Article:
>>>>

Using combinatorics to get the cardinal:

@ \mathbb{P}(A) = \frac{card(A)}{card(\Omega)} = \frac{|A|}{|\Omega|} @

When each event has the same probability of occurring, it's called an uniform probability and the formula is simpler:

@ \forall{w} \in \Omega\quad \text{then}\quad \mathbb{P}(w) = \frac{1}{card(\Omega)} @

A conditional probability is when, knowing that another event $B$ occurred, we want to know of probability of $A$ occurring.

@ \mathbb{P}(A|B) = P_B(A) = P(B \wedge A) := \frac{\mathbb{P}(A \cap B)}{\mathbb{P}(B)} @

  • $\mathbb{P}(\overline{A}|B) = 1 - \mathbb{P}(A|B)$
  • $\mathbb{P} (B \cup C|A) = \mathbb{P}(B|A) + \mathbb{P}(C|A) − \mathbb{P}(B ∊ C|A)$
  • You may be able to compute $\mathbb{P}(A|B)$ with the first formula

Discrete Transformations

We can use Bayes theorem:

@ \mathbb{P}(A \cap B) = \mathbb{P}(B) * \mathbb{P}(A|B) \equiv \mathbb{P}(A) * \mathbb{P}(B|A) @

We can use the law of total probability:

\[ \begin{split} \mathbb{P}(B) = \mathbb{P}(B \cap \Omega) = \mathbb{P}((A_1 \cap B) \cup (A_2 \cap B) \cup \ldots) \\ = \mathbb{P}(A_1 \cap B) + \mathbb{P}(A_2 \cap B) + \ldots \\ = \mathbb{P}(A_1) * \mathbb{P}(B|A_1) + \mathbb{P}(A_2) * \mathbb{P}(B|A_2) + \ldots \end{split} \]

We can use the probability chain rule:

\[ \prod_{i=1}^n \mathbb{P}(A_i | \bigcap_{j=1}^{i-1} A_j) \]

For instance, if $n=4$, we got

\[ \begin{split} \mathbb{P}(A_4 \cap A_3 \cap A_2 \cap A_1) = \\ \mathbb{P}(A_1) * \mathbb{P}(A_2|\ A_1) * \mathbb{P}(A_3|\ A_2 \cap A_1) * \mathbb{P}(A_4|\ A_3 \cap A_2 \cap A_1) \end{split} \]

A few other formulas that may be handy:

  • $\mathbb{P}(A \cup B) = \mathbb{P}(A) + \mathbb{P}(B) - \mathbb{P}(A \cap B)$
  • $A \subset B \to \mathbb{P}(A) \le \mathbb{P}(B)$ (A included in B)

<<<<

Items from a data source:
>>>>

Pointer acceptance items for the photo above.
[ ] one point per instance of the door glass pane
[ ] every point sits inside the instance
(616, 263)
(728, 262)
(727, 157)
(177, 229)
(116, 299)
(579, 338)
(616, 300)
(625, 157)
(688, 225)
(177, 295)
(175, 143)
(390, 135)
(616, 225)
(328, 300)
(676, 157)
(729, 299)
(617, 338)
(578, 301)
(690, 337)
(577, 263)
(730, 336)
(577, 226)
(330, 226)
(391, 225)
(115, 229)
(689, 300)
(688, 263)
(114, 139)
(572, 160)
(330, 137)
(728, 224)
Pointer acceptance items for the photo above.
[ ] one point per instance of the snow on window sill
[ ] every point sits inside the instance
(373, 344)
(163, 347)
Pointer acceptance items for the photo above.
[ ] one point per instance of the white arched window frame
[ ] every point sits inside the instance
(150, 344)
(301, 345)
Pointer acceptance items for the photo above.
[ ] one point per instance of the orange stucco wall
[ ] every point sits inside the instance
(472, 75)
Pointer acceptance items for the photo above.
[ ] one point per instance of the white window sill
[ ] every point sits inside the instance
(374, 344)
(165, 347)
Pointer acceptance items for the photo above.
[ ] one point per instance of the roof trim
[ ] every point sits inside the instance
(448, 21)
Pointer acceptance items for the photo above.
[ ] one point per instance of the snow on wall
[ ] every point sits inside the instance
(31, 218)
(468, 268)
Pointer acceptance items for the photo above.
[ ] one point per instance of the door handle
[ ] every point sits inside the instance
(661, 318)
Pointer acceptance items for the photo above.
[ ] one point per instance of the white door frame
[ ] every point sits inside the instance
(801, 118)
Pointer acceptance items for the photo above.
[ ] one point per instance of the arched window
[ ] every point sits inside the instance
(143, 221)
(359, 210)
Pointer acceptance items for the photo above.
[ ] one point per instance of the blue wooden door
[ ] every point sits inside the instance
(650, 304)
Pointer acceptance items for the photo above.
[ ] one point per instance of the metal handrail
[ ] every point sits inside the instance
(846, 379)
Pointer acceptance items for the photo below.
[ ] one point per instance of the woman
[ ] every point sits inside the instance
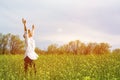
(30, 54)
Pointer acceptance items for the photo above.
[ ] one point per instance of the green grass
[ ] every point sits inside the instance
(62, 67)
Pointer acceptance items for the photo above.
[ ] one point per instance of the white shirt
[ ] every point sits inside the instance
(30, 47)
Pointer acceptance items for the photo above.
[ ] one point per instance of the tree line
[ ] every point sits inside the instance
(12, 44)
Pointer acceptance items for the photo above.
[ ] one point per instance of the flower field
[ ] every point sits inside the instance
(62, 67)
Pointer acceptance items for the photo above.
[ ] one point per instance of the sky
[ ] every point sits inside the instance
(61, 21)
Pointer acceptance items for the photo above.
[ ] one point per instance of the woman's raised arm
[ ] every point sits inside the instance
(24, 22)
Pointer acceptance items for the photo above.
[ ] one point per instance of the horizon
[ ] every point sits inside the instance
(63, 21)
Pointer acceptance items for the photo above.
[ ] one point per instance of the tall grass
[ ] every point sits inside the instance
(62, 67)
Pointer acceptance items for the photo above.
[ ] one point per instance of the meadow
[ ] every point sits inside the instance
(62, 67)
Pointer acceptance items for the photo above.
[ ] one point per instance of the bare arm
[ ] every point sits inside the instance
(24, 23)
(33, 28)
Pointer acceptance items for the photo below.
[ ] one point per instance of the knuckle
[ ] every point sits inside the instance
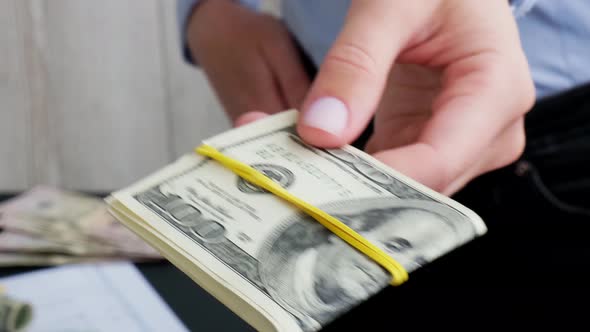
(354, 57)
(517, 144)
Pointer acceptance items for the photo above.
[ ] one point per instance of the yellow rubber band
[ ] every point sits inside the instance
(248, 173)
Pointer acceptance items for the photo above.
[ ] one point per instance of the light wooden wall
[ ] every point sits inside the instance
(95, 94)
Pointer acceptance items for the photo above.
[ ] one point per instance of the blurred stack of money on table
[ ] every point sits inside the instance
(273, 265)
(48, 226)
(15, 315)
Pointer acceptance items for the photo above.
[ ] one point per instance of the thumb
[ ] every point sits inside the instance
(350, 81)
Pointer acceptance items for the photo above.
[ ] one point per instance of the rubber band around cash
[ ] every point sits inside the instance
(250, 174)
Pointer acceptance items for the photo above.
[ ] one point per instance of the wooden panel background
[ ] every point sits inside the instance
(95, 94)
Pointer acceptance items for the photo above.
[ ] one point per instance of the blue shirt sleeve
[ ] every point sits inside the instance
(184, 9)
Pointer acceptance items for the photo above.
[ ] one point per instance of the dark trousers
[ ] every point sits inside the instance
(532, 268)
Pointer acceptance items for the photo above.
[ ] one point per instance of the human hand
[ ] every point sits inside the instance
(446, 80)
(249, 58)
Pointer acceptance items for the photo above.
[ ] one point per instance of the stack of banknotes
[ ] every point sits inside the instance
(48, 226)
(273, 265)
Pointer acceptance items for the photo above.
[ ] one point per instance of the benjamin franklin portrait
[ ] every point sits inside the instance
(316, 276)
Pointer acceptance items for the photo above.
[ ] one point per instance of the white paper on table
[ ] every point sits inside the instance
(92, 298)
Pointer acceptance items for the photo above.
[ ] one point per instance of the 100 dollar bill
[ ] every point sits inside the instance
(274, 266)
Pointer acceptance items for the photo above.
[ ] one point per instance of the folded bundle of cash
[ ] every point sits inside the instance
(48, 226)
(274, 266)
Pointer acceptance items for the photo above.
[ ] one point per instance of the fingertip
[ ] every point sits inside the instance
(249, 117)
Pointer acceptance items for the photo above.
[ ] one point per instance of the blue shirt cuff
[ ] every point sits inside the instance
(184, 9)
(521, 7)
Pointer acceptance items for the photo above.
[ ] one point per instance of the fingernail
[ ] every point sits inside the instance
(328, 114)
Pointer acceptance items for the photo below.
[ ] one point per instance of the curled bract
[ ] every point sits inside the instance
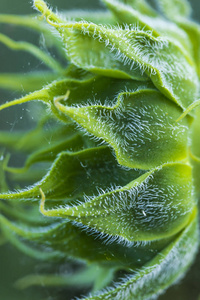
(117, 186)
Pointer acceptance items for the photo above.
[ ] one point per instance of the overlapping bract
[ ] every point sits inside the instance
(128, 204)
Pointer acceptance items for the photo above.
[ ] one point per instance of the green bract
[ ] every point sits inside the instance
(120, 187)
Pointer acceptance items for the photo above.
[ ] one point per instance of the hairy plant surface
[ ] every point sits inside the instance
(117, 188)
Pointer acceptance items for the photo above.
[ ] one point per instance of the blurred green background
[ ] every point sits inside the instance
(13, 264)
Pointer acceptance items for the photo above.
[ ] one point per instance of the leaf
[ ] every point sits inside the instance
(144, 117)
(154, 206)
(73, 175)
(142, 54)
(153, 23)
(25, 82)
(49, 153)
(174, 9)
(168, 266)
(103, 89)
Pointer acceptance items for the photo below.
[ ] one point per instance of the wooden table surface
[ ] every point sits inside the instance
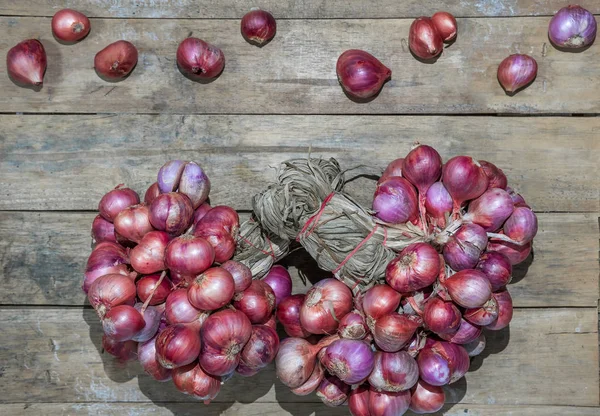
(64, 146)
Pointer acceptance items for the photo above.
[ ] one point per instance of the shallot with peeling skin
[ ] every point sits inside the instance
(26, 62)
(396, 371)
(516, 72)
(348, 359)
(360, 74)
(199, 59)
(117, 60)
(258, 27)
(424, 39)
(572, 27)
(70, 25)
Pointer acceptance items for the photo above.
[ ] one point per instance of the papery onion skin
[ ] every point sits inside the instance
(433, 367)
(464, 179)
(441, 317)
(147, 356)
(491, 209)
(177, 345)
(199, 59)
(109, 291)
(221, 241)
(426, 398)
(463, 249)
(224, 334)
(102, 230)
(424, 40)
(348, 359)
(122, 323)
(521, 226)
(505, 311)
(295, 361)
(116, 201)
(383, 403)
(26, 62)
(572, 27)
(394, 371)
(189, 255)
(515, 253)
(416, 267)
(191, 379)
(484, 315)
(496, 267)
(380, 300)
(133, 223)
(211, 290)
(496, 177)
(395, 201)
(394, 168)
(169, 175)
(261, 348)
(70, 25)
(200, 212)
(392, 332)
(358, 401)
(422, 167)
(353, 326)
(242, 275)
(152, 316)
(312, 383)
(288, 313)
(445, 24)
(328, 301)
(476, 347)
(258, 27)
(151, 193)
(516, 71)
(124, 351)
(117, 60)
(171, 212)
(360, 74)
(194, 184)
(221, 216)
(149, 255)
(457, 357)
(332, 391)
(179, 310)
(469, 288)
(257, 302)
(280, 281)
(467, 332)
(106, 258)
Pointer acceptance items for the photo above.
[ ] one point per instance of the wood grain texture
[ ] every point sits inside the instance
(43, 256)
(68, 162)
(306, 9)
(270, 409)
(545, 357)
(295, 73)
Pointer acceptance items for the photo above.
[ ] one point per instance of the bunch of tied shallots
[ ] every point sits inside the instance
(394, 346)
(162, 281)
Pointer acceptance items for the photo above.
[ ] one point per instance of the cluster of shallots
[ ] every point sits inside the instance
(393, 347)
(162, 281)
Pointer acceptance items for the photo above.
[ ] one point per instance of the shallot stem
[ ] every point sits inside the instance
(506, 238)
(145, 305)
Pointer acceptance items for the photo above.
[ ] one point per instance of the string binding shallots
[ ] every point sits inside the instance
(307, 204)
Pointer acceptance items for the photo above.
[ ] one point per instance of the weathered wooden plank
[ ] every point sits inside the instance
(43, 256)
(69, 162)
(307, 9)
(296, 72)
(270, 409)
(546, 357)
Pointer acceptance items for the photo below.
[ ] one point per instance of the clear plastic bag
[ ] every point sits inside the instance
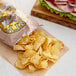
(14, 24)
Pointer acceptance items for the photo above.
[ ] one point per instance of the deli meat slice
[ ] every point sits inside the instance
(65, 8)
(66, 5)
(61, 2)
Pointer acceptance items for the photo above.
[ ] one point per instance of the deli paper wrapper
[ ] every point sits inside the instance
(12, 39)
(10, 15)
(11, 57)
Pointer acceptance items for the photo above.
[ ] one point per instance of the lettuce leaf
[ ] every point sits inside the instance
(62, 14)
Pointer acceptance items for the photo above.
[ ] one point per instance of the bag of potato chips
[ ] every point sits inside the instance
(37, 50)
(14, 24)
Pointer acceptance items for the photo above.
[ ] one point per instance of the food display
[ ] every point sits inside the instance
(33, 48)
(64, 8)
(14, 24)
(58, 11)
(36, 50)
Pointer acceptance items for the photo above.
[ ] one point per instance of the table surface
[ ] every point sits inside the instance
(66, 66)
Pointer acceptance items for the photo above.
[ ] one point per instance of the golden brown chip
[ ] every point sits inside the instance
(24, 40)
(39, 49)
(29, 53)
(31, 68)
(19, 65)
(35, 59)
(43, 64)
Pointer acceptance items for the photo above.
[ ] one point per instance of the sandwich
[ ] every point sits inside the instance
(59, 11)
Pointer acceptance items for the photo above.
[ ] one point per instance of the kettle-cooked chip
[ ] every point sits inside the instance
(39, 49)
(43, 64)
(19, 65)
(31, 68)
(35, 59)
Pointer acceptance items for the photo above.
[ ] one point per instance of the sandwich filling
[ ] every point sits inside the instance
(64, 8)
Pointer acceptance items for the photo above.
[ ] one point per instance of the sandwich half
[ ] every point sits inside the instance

<<<<

Requests:
[A] Answer these questions using the probability notes:
(i) What name do the notes give to the case where each event has the same probability of occurring?
(ii) Under the heading "Discrete Transformations", which law is named right after Bayes theorem?
(iii) According to the last formula, what is true of the probabilities when A is included in B?
[B] Decide whether each statement agrees with the probability notes. Answer yes or no, and quote the words that decide it.
(i) The notes say the formula becomes more complicated under a uniform probability.
(ii) The notes describe a conditional probability as the probability of A occurring when another event B is known to have occurred.
(iii) The notes illustrate the probability chain rule with the case n = 4.
[C] Extend the probability notes beyond their final formula.

Outputs for the tasks:
[A]
(i) A uniform probability.
(ii) The law of total probability.
(iii) The probability of A is less than or equal to the probability of B.

[B]
(i) No: "it's called an uniform probability and the formula is simpler"
(ii) Yes: "knowing that another event $B$ occurred, we want to know of probability of $A$ occurring"
(iii) Yes: "For instance, if $n=4$, we got"

[C]
  • $A \subset B \to \mathbb{P}(A \cap B) = \mathbb{P}(A)$
  • $A \subset B \to \mathbb{P}(A \cup B) = \mathbb{P}(B)$

Discrete Expected value

The expected value noted $\mathbb{E}(X)$, $\mathbb{E}X$, or $\mathbb{E}[X]$ is defined by:

\[ \sum_{x_i \in \Omega}^{} x_i \mathbb{P}{(X_w = x_i )} \]
  • $\mathbb{E}(X)$ is also called the (weighted) mean
  • $\mathbb{E}(X)$ is also called the first moment
  • $\mathbb{E}[X, \lambda Y] = \mathbb{E}[Y] + \lambda \mathbb{E}[Y]$
  • $\mathbb{E}(X) \ge 0$ and if $X \ge Y$ then $\mathbb{E}(X) \ge \mathbb{E}(Y)$
  • $\mathbb{E}[X * Y] = \mathbb{E}[X] * \mathbb{E}[Y]$ if both are independent, otherwise $\mathbb{E}[X * Y] = \sum_{i,j} x_i * y_i * p_{ij}$.
  • $\mathbb{E}(X) = \frac{n+1}{2}$ for an uniform probability
  • Cauchy-Schwarz: $\mathbb{E}[XY]^2 \le \mathbb{E}[X^2] * \mathbb{E}[Y^2]$

Discrete Variance

The variance is the square deviation around the expected value.

\[ \begin{align}\begin{aligned}V(X) = \mathbb{E}[(X - \mathbb{E}[X])^2]\\V(X) = \mathbb{E}[X^2] - \mathbb{E}[X]^2\end{aligned}\end{align} \]
  • $V(X) = \sigma^2$ with sigma the standard deviation
  • $V(\lambda X^2) = \lambda^2 V(X)$
  • $V(a + \lambda X^2) = \lambda^2 V(X)$
  • $V(X + Y) = V(X) + V(Y) - 2cov(XY)$
  • $V(X)$ is also called the second central moment

Discrete Covariance/co-variance (cov)

It's used to evaluate the conjoint variance of two random variables.

\[ \begin{align}\begin{aligned}cov(x,y) = \mathbb{E}[ ( X - \mathbb{E}[X]) (Y - \mathbb{E}[Y]) ]\\cov(x,y) = \mathbb{E}[XY] - \mathbb{E}[X] \mathbb{E}[Y]\end{aligned}\end{align} \]
  • $cov(X,X) = V(X)$
  • $cov(X,Y) = cov(Y,X)$
  • $cov(\lambda * X,Y) = \lambda *cov(Y,X)$
  • $cov(\lambda * X) = \lambda^2 *cov(X)$
  • $cov(A+B,C) = cov(A,C) + cov(B,C)$
  • if $X \perp Y$ then $cov(XY) = 0$
  • $\mathbb{P}(X, Y) = \frac{cov(X,Y)}{\sqrt{V(X)*V(Y)}}$

Discrete Independence

Random variables are independent ($\perp$ perp) if the product of the probabilities is equal to the probability of the events $X_1, ..., X_n$.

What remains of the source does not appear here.